▶ Task to complete
Please render everything from the line containing "Q: Pick out each instance of the bridesmaid's" down to the last line below, both included, as a JSON list of strings with one string per line and blank lines left out.

==========

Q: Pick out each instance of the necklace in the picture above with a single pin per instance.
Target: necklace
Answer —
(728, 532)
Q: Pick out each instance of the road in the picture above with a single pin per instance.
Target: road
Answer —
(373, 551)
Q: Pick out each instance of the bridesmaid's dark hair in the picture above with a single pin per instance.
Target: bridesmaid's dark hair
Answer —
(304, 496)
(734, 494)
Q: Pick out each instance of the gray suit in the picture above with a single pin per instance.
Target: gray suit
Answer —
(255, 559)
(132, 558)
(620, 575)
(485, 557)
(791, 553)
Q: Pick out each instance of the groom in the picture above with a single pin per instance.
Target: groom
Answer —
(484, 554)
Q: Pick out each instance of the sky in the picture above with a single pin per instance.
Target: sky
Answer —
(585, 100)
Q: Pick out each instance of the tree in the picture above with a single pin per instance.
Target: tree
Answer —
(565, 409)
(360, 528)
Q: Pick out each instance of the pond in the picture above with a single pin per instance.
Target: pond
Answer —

==========

▶ Full output
[
  "Q: Pick out each instance of the bridesmaid's dark hair in the picture above with a single pin per instance.",
  "Target: bridesmaid's dark hair",
  "Answer —",
  "(304, 496)",
  "(734, 494)",
  "Q: Pick out each instance of the gray suit in the picture above with a single pin per instance.",
  "Target: gray suit",
  "Answer —",
  "(255, 559)",
  "(132, 558)",
  "(620, 575)",
  "(485, 557)",
  "(791, 553)",
  "Q: Pick out each instance of the groom in the picture above with a single pin per instance.",
  "Target: groom",
  "Answer —",
  "(484, 554)",
  "Q: Pick out each instance of the sky in the picture above with a single pin per instance.",
  "Target: sky",
  "Answer —",
  "(585, 100)",
  "Q: Pick out each instance of the tree in the picture above with a single pin per instance.",
  "Target: tree",
  "Answer —",
  "(565, 409)",
  "(360, 528)",
  "Q: Pick out each instance of the pond in the picture above with a single pin per instance.",
  "Target: pond",
  "Answer —"
]